Directions = Copy the lines below verbatim, everything from the line containing "of the person" down to the line containing "446), (904, 394)]", with both of those lines included.

Supplied entries =
● ● ●

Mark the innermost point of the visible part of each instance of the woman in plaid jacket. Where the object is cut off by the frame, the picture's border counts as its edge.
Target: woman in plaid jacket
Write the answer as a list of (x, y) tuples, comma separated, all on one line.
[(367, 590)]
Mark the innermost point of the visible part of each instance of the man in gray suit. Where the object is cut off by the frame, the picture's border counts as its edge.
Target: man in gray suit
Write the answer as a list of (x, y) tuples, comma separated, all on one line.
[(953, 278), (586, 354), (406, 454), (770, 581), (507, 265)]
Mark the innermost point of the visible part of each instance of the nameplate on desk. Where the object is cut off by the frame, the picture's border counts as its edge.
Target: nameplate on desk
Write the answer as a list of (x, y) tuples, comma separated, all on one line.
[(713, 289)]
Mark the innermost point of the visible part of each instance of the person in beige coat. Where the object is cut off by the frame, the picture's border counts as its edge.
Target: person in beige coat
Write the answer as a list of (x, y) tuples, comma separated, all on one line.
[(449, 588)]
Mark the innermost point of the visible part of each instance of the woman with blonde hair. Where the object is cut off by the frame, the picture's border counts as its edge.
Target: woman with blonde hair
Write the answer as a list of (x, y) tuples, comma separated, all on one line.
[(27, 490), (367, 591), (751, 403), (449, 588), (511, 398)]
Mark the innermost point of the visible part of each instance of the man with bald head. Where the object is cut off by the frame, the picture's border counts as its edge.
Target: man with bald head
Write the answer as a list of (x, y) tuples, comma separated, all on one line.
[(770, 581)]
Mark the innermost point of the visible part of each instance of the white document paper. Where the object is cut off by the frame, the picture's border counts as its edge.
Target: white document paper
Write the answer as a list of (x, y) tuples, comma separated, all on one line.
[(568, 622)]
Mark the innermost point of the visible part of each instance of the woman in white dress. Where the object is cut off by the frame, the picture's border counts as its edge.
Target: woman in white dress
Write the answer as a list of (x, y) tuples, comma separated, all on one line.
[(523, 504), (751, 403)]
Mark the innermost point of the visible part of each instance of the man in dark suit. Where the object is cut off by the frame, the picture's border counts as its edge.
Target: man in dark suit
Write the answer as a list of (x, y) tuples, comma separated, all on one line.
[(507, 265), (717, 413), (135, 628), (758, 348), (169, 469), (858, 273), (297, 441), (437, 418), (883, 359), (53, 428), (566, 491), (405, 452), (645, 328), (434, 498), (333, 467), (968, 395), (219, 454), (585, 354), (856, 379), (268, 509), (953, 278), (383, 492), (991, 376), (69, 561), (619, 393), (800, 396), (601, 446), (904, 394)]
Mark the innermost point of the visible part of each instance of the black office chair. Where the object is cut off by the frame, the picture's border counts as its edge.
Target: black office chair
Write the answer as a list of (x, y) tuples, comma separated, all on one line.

● ● ●

Solution to this problem =
Mark the innermost point of the visible part of each instance of the person in beige coat. Where the object is cut off by the frame, the picture's border counts as its edge.
Target: person in beige coat
Write the answer as a list of (x, y) tuples, comma separated, all on one line.
[(449, 588)]
Mark the innermost point of the visible part of each instance of the woman with blonde hair. Where the object is cut off by the frame, the picture's border counts as its edge.
Target: woman with blonde hair
Write the answer as a list of (x, y) tuples, comma separated, all on one line.
[(27, 490), (367, 591), (751, 403), (449, 588), (511, 398)]
Mark the innermost point of the visible part of each instance of the man with bald head. Where the object is cut off by the frame, the picture's border counts as its edge.
Target: man with bald head
Write the answer as a list of (x, y) tuples, comma separated, all on one line.
[(770, 581)]
Mark the innermost point of the visible part of each instance of the white document paper. Where the object is cut off by the frame, the picture's border counts as its edge.
Target: white document paper
Write the answer as a list of (x, y) tuples, comma separated, all on one line.
[(568, 622)]
Mark the innermost point of the visible part of each instance of the woman in white dress. Where the object is cut off by the frame, the picture's border counts as its edge.
Target: woman in white dress
Write the answer as a list of (x, y) tuples, comma separated, all on one line.
[(523, 504), (751, 403)]
Mark the innermost point of the visible part of each instance of the man in dark suit. Where the object is cut off by the frame, the picture's border counts as its edge.
Target: man in dark suit
Write the answer as a list of (x, y) tuples, comma separated, all on one line.
[(507, 265), (717, 413), (135, 628), (758, 348), (169, 469), (858, 273), (297, 441), (437, 418), (883, 359), (53, 428), (566, 491), (405, 452), (645, 328), (434, 498), (333, 467), (968, 395), (219, 454), (585, 354), (856, 379), (268, 509), (953, 278), (383, 492), (991, 376), (69, 561), (619, 393), (800, 396), (601, 446), (904, 394)]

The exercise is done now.